Swap every "outline" for "boundary" throughout the data below and reproduce it with nothing else changed. Leave the pictures out.
========
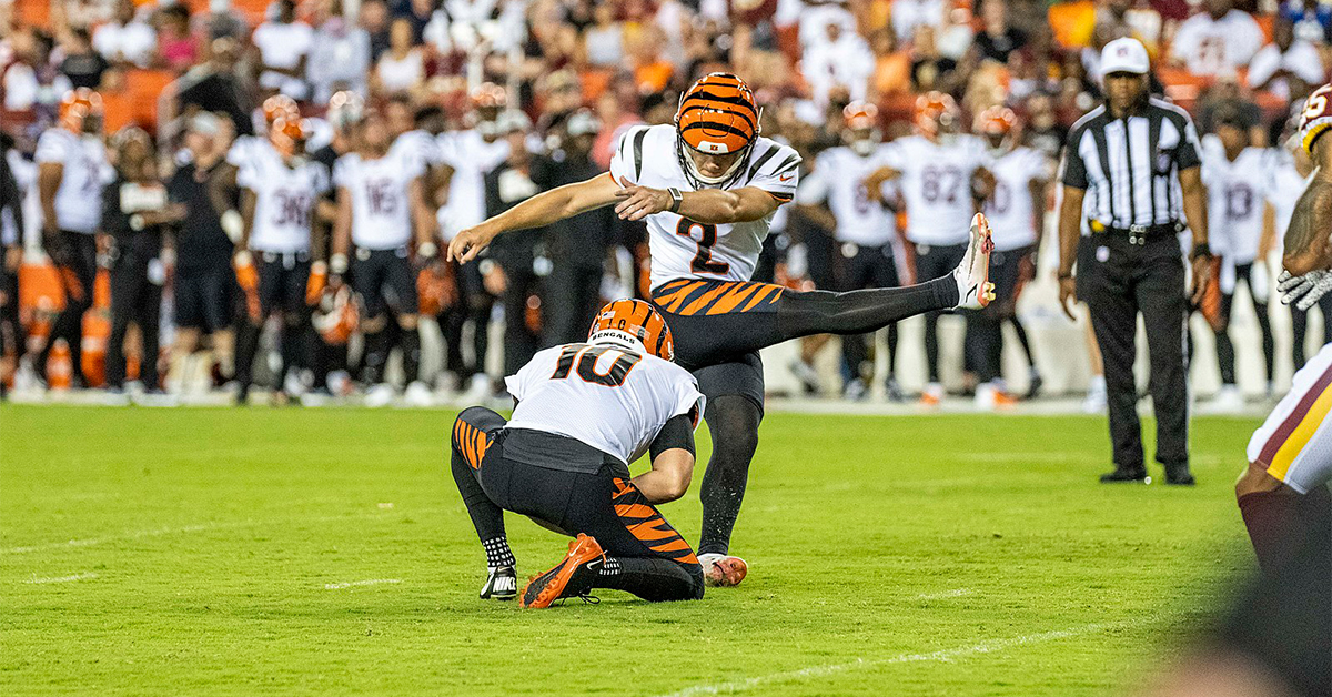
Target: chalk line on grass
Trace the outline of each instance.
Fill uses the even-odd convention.
[[[365,581],[342,581],[341,584],[324,584],[325,590],[342,590],[344,588],[380,584],[401,584],[402,578],[369,578]]]
[[[679,692],[665,694],[662,697],[693,697],[695,694],[727,694],[727,693],[751,690],[754,688],[767,685],[770,682],[809,680],[823,676],[831,676],[835,673],[846,673],[860,668],[872,668],[880,665],[912,664],[924,661],[948,662],[958,658],[979,656],[983,653],[994,653],[1010,649],[1012,646],[1022,646],[1027,644],[1043,644],[1047,641],[1058,641],[1062,638],[1091,634],[1096,632],[1104,632],[1108,629],[1123,629],[1126,626],[1147,624],[1148,621],[1150,621],[1148,618],[1143,618],[1143,620],[1127,620],[1122,622],[1092,622],[1080,626],[1071,626],[1068,629],[1056,629],[1052,632],[1024,634],[1020,637],[994,638],[988,641],[982,641],[979,644],[956,646],[952,649],[943,649],[930,653],[899,653],[896,656],[890,656],[887,658],[855,658],[854,661],[847,661],[843,664],[811,665],[809,668],[802,668],[799,670],[783,670],[779,673],[769,673],[766,676],[755,676],[745,680],[694,685],[690,688],[685,688]]]
[[[93,572],[76,573],[72,576],[53,576],[49,578],[29,578],[24,581],[25,584],[67,584],[69,581],[91,581],[96,578],[97,574]]]

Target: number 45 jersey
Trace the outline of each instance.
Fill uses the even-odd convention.
[[[622,187],[695,191],[681,169],[675,127],[635,127],[625,132],[610,160],[610,176]],[[795,196],[801,156],[758,137],[749,160],[726,189],[757,187],[787,203]],[[754,275],[773,216],[749,223],[705,225],[662,211],[647,216],[653,288],[675,279],[747,281]]]
[[[633,464],[671,417],[703,413],[703,394],[689,370],[657,356],[589,344],[537,352],[505,378],[518,401],[506,428],[526,428],[582,441]]]

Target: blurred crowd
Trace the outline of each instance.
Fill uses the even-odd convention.
[[[37,4],[40,12],[31,7]],[[876,105],[878,140],[910,135],[916,100],[927,92],[952,96],[958,131],[970,131],[990,108],[1011,109],[1011,127],[990,148],[1024,147],[1043,159],[1044,176],[1032,179],[1039,235],[1056,196],[1050,183],[1068,127],[1100,99],[1100,48],[1123,36],[1148,47],[1154,91],[1187,107],[1205,135],[1213,237],[1227,229],[1217,216],[1256,211],[1256,232],[1236,225],[1235,235],[1259,239],[1235,247],[1255,248],[1255,259],[1239,265],[1261,264],[1279,247],[1307,173],[1284,147],[1292,109],[1332,65],[1332,5],[1319,0],[52,0],[49,7],[0,0],[7,268],[0,332],[8,336],[0,384],[12,385],[16,376],[20,384],[25,376],[61,382],[51,366],[68,356],[69,386],[109,386],[117,400],[128,400],[125,381],[136,374],[144,394],[165,400],[222,389],[237,373],[242,386],[228,389],[242,398],[250,381],[268,381],[278,398],[305,401],[357,389],[377,402],[494,394],[501,373],[538,348],[582,339],[602,300],[646,296],[646,232],[602,211],[497,244],[480,264],[460,268],[437,251],[489,215],[606,171],[627,127],[670,123],[679,92],[715,71],[754,88],[763,135],[803,156],[802,179],[822,152],[851,144],[847,116],[863,116],[858,105],[866,103]],[[75,93],[83,96],[71,103]],[[284,124],[281,132],[274,123]],[[71,205],[103,208],[87,231],[96,240],[89,273],[105,273],[111,291],[99,293],[85,279],[76,284],[88,291],[81,300],[60,297],[73,281],[43,271],[52,240],[69,229],[53,219],[77,148],[43,147],[61,129],[101,153],[79,149],[80,167],[92,171]],[[290,168],[318,163],[330,184],[301,209],[310,219],[310,244],[292,259],[309,264],[305,303],[269,312],[272,303],[256,309],[244,273],[236,281],[234,252],[245,249],[249,224],[237,219],[246,189],[269,188],[262,180],[246,185],[245,143],[285,140]],[[1251,149],[1261,155],[1259,171],[1227,176],[1228,163]],[[338,169],[348,155],[398,151],[420,185],[420,201],[402,199],[412,208],[402,256],[417,297],[406,303],[386,293],[388,312],[400,321],[366,329],[352,321],[365,299],[336,283],[345,269],[328,268],[337,247]],[[64,179],[51,179],[47,164],[56,161]],[[341,169],[350,176],[345,164]],[[107,193],[125,183],[135,184],[139,208],[125,208],[123,193]],[[854,251],[839,237],[829,203],[817,199],[798,196],[779,212],[759,280],[840,285],[840,260]],[[890,205],[908,213],[900,201]],[[117,215],[127,221],[120,232],[112,229]],[[135,215],[140,227],[131,229]],[[157,231],[149,241],[136,237],[145,229]],[[145,247],[131,253],[127,245]],[[65,245],[59,253],[72,251]],[[113,277],[131,267],[127,256],[141,264],[121,275],[144,283]],[[1027,279],[1038,268],[1034,259],[1030,267]],[[902,272],[908,283],[910,265]],[[218,280],[198,280],[209,275]],[[1261,284],[1273,276],[1261,276]],[[1240,398],[1233,349],[1228,341],[1221,349],[1220,337],[1236,281],[1220,277],[1224,303],[1203,309],[1219,350],[1232,353],[1228,374],[1227,361],[1219,361],[1224,386],[1216,396],[1231,404]],[[1248,280],[1265,317],[1267,288]],[[20,303],[36,292],[19,283],[45,281],[56,284],[51,295],[64,309]],[[79,311],[75,320],[71,308]],[[378,320],[358,309],[360,319]],[[107,317],[101,368],[80,350],[84,311]],[[1008,319],[1016,321],[1016,313]],[[1295,327],[1297,366],[1304,319]],[[1265,321],[1263,329],[1271,390],[1275,357]],[[253,377],[236,358],[253,357],[248,343],[262,358]],[[805,388],[852,398],[868,393],[872,365],[864,364],[872,356],[863,350],[847,353],[842,385],[823,384],[811,361],[825,343],[805,341],[791,365]],[[422,364],[422,347],[440,347],[441,358]],[[1038,361],[1030,347],[1026,353],[1030,374],[1022,382],[1035,396]],[[392,369],[390,354],[401,356]],[[904,398],[891,370],[879,376],[886,393]],[[996,384],[986,392],[987,406],[1008,398],[1002,378]],[[964,388],[978,385],[971,380]],[[1094,380],[1092,408],[1099,389]]]

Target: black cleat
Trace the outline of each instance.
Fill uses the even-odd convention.
[[[1144,468],[1134,468],[1134,469],[1115,468],[1114,472],[1107,472],[1106,474],[1100,476],[1102,484],[1120,484],[1120,482],[1151,484],[1151,481],[1152,480],[1147,476],[1147,469]]]
[[[481,600],[513,600],[518,597],[518,572],[513,566],[490,566],[486,585],[481,586]]]

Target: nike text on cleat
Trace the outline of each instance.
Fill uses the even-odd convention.
[[[995,284],[990,283],[990,252],[995,243],[990,236],[990,221],[983,213],[971,219],[971,241],[962,264],[952,271],[958,283],[958,308],[980,309],[995,299]]]
[[[518,597],[518,572],[513,566],[490,566],[486,585],[481,586],[481,600],[513,600]]]
[[[519,608],[549,608],[559,598],[586,597],[591,590],[597,569],[605,562],[606,553],[597,540],[579,533],[569,542],[569,553],[555,564],[554,569],[527,581],[522,586]]]
[[[725,588],[741,585],[749,574],[749,564],[739,557],[727,554],[699,554],[698,564],[703,566],[703,585]]]

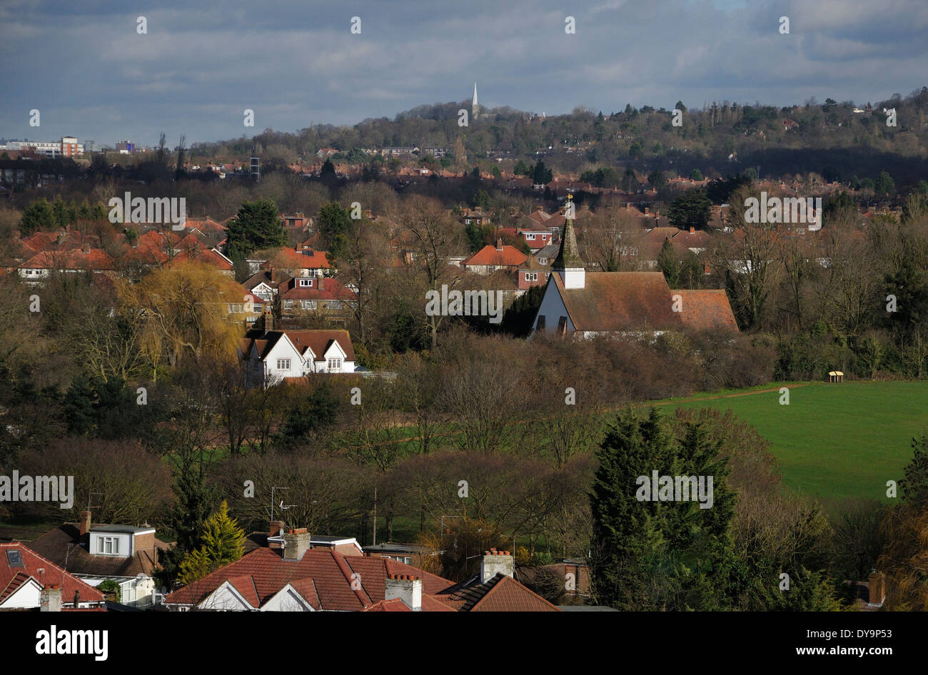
========
- **Response to this task**:
Target: chalk line on grass
Trace the boundary of each instance.
Fill uses the even-odd convention.
[[[365,581],[342,581],[341,584],[324,584],[325,590],[342,590],[344,588],[380,584],[401,584],[402,578],[369,578]]]
[[[679,692],[665,694],[662,697],[693,697],[695,694],[727,694],[727,693],[751,690],[754,688],[767,685],[770,682],[809,680],[823,676],[831,676],[835,673],[846,673],[860,668],[872,668],[880,665],[912,664],[924,661],[948,662],[958,658],[979,656],[983,653],[994,653],[1010,649],[1012,646],[1022,646],[1027,644],[1043,644],[1047,641],[1058,641],[1062,638],[1091,634],[1096,632],[1104,632],[1108,629],[1123,629],[1126,626],[1147,624],[1148,621],[1150,621],[1148,618],[1143,618],[1143,620],[1127,620],[1122,622],[1092,622],[1080,626],[1071,626],[1068,629],[1056,629],[1052,632],[1024,634],[1020,637],[994,638],[988,641],[982,641],[979,644],[956,646],[952,649],[943,649],[930,653],[899,653],[896,656],[890,656],[887,658],[855,658],[854,661],[847,661],[843,664],[811,665],[809,668],[802,668],[799,670],[783,670],[779,673],[769,673],[766,676],[755,676],[745,680],[694,685],[690,688],[685,688]]]
[[[93,572],[76,573],[72,576],[53,576],[49,578],[29,578],[24,581],[25,584],[67,584],[69,581],[91,581],[96,578],[97,574]]]

Target: number 45 jersey
Trace the boundary of each instance.
Fill uses the even-odd convention.
[[[622,187],[695,191],[681,169],[675,127],[635,127],[625,132],[610,160],[610,176]],[[795,196],[801,156],[758,137],[749,160],[726,189],[757,187],[787,203]],[[754,275],[773,216],[749,223],[705,225],[662,211],[647,216],[653,288],[675,279],[747,281]]]
[[[633,464],[671,417],[703,413],[703,394],[689,370],[657,356],[589,344],[537,352],[505,378],[518,401],[506,428],[526,428],[582,441]]]

Target: blurred crowd
Trace the boundary of each instance.
Fill uses the even-odd convention.
[[[37,4],[40,12],[31,7]],[[876,105],[878,140],[910,135],[916,100],[927,92],[952,96],[958,131],[970,131],[990,108],[1011,109],[1011,127],[990,148],[1024,147],[1043,159],[1044,176],[1032,179],[1039,235],[1056,196],[1050,183],[1068,127],[1100,99],[1100,48],[1123,36],[1148,47],[1154,91],[1187,107],[1205,135],[1213,237],[1227,229],[1217,216],[1256,211],[1256,232],[1236,225],[1235,235],[1259,239],[1235,247],[1255,248],[1255,259],[1239,265],[1261,264],[1279,247],[1307,173],[1284,147],[1292,109],[1332,65],[1332,5],[1319,0],[52,0],[49,7],[0,0],[7,268],[0,332],[8,336],[0,384],[12,385],[16,376],[20,384],[25,376],[61,382],[51,366],[68,356],[69,386],[109,386],[117,400],[128,400],[125,381],[136,374],[144,394],[165,400],[222,389],[237,373],[242,386],[228,389],[242,398],[250,381],[268,381],[278,398],[305,401],[357,389],[377,402],[494,394],[501,373],[538,348],[582,339],[602,300],[646,296],[646,232],[602,211],[497,244],[480,264],[460,268],[437,251],[489,215],[606,171],[627,127],[670,123],[679,92],[715,71],[754,88],[763,135],[803,156],[802,179],[822,152],[851,144],[847,116],[863,116],[858,105],[866,103]],[[75,93],[83,96],[71,103]],[[284,124],[281,132],[274,123]],[[71,205],[103,208],[87,231],[96,240],[89,273],[105,273],[111,291],[99,293],[85,279],[76,284],[88,291],[81,300],[60,297],[73,281],[43,271],[52,240],[69,229],[53,219],[77,148],[43,147],[61,129],[101,153],[79,149],[80,167],[92,171]],[[290,168],[318,163],[330,184],[301,209],[310,219],[310,244],[292,259],[309,264],[305,303],[269,312],[272,303],[256,309],[244,273],[236,281],[234,252],[245,249],[249,224],[237,219],[246,189],[269,188],[262,180],[246,185],[245,143],[285,140]],[[1251,149],[1261,155],[1259,171],[1227,176],[1228,163]],[[338,169],[348,155],[398,151],[420,185],[420,201],[402,199],[412,208],[402,256],[417,297],[406,303],[386,293],[388,312],[400,321],[366,329],[352,321],[365,299],[336,283],[345,269],[328,268],[337,247]],[[64,179],[51,179],[47,164],[56,161]],[[341,169],[350,176],[345,164]],[[107,193],[125,183],[135,184],[139,208],[125,208],[123,193]],[[854,251],[839,237],[829,203],[817,199],[798,196],[779,212],[759,280],[840,285],[840,260]],[[890,205],[908,213],[900,201]],[[117,215],[127,221],[120,232],[112,229]],[[135,215],[140,227],[131,229]],[[157,231],[149,241],[136,237],[145,229]],[[145,247],[131,253],[127,245]],[[65,245],[59,253],[72,251]],[[113,277],[131,267],[127,256],[141,264],[121,275],[144,283]],[[1027,279],[1038,268],[1034,259],[1030,267]],[[902,272],[908,283],[910,265]],[[218,280],[198,280],[209,275]],[[1261,284],[1273,276],[1261,276]],[[1240,398],[1233,349],[1228,341],[1221,349],[1220,337],[1236,281],[1220,277],[1224,303],[1203,309],[1219,350],[1232,353],[1228,374],[1227,361],[1219,361],[1224,386],[1216,396],[1231,404]],[[1248,280],[1265,317],[1267,288]],[[20,303],[36,292],[19,283],[45,281],[56,284],[51,295],[64,309]],[[79,311],[75,320],[71,308]],[[378,320],[358,309],[360,319]],[[107,317],[101,368],[80,350],[84,311]],[[1008,319],[1016,321],[1016,313]],[[1295,327],[1297,366],[1304,319]],[[1265,321],[1263,329],[1271,390],[1275,357]],[[253,377],[236,358],[253,357],[248,343],[262,358]],[[805,388],[852,398],[868,393],[872,365],[864,364],[872,356],[863,350],[847,353],[842,385],[823,384],[811,361],[825,343],[805,341],[791,365]],[[422,364],[422,347],[440,347],[441,358]],[[1038,361],[1030,347],[1026,353],[1030,374],[1022,382],[1035,396]],[[392,369],[390,354],[401,356]],[[904,398],[891,370],[879,376],[886,393]],[[996,384],[986,392],[987,406],[1008,398],[1002,378]],[[964,388],[978,385],[971,380]],[[1094,380],[1092,408],[1099,389]]]

Target: black cleat
Trace the boundary of each instance.
Fill uses the even-odd convention.
[[[1144,468],[1134,468],[1134,469],[1115,468],[1114,472],[1107,472],[1106,474],[1100,476],[1102,484],[1120,484],[1120,482],[1151,484],[1151,481],[1152,480],[1147,476],[1147,469]]]
[[[481,600],[513,600],[518,597],[518,572],[513,566],[490,566],[486,585],[481,586]]]

Target: nike text on cleat
Trace the boundary of each instance.
Fill uses the even-odd convention.
[[[995,284],[990,283],[990,252],[995,243],[990,236],[990,221],[983,213],[971,219],[971,241],[962,264],[952,271],[958,283],[958,308],[980,309],[995,299]]]
[[[518,597],[518,572],[513,566],[490,566],[486,585],[481,586],[481,600],[513,600]]]
[[[519,608],[549,608],[559,598],[586,597],[591,590],[597,569],[605,562],[606,553],[597,540],[579,533],[569,542],[569,553],[555,564],[554,569],[527,581],[522,586]]]
[[[725,588],[741,585],[749,574],[749,564],[739,557],[727,554],[699,554],[698,564],[703,566],[703,585]]]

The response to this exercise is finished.